▸ Task objective:
Reproduce word for word the stretch of the songwriters-and-poets post from "Anyone who has" through "come up with.".

Friday, September 5, 2008

Songwriters & poets

Anyone who has listened to any amount of altrock over the past decade has certainly heard a tune or two by Our Lady Peace. The Canadian band, perhaps best known for the song "Superman's Dead," among others, is fronted by Raine Maida (left), who as it turns out, professes his love for poetry. So much so, in fact, that he has morphed some of his work into a new solo album called "The Hunter's Lullaby."

Yeah, it's almost cliche for a songwriter to boast his poetry roots, and frankly, after Dylan, Leonard Cohen, Patti Smith, Jim Carroll, and Henry Rollins, not to mention the entire genre of rap, who can compete on the same level? But for the sake of argument, who in your experience writes great songs and great poetry? Can you name a song that is really, truly great poetry? For starters, I'll throw out Medicine Hat by Son Volt. I'll be very interested to hear what you come up with.


michael salinger said...

▸ Excerpted data:
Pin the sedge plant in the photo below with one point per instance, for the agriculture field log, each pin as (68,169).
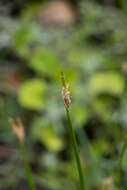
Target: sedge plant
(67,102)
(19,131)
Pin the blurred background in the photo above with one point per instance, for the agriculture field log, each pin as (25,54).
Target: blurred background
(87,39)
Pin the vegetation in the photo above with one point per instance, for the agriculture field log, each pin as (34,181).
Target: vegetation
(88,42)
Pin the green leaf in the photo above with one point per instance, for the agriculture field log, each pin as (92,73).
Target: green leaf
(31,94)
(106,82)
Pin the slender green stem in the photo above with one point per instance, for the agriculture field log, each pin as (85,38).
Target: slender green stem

==

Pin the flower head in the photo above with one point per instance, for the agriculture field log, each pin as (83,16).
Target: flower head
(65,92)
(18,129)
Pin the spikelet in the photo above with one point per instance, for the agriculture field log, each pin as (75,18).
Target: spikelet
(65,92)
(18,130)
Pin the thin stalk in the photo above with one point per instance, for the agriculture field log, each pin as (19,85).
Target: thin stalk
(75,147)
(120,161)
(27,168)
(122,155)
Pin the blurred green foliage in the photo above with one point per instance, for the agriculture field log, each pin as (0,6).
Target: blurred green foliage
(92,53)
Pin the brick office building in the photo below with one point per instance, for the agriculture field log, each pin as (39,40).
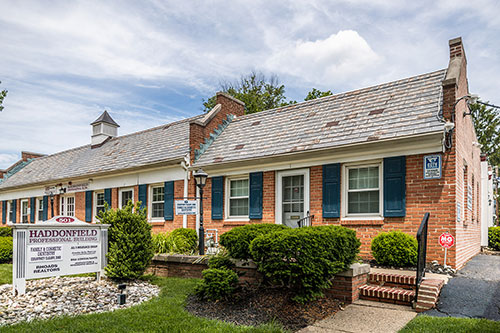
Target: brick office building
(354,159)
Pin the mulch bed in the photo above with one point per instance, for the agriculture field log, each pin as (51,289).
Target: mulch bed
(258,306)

...

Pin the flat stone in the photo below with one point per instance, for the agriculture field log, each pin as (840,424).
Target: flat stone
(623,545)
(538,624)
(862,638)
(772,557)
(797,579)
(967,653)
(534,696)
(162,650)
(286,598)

▸ Response:
Anyone who has listened to any amount of altrock over the past decade has certainly heard a tune or two by Our Lady Peace. The Canadian band, perhaps best known for the song "Superman's Dead," among others, is fronted by Raine Maida (left), who as it turns out, professes his love for poetry. So much so, in fact, that he has morphed some of his work into a new solo album called "The Hunter's Lullaby."

Yeah, it's almost cliche for a songwriter to boast his poetry roots, and frankly, after Dylan, Leonard Cohen, Patti Smith, Jim Carroll, and Henry Rollins, not to mention the entire genre of rap, who can compete on the same level? But for the sake of argument, who in your experience writes great songs and great poetry? Can you name a song that is really, truly great poetry? For starters, I'll throw out Medicine Hat by Son Volt. I'll be very interested to hear what you come up with.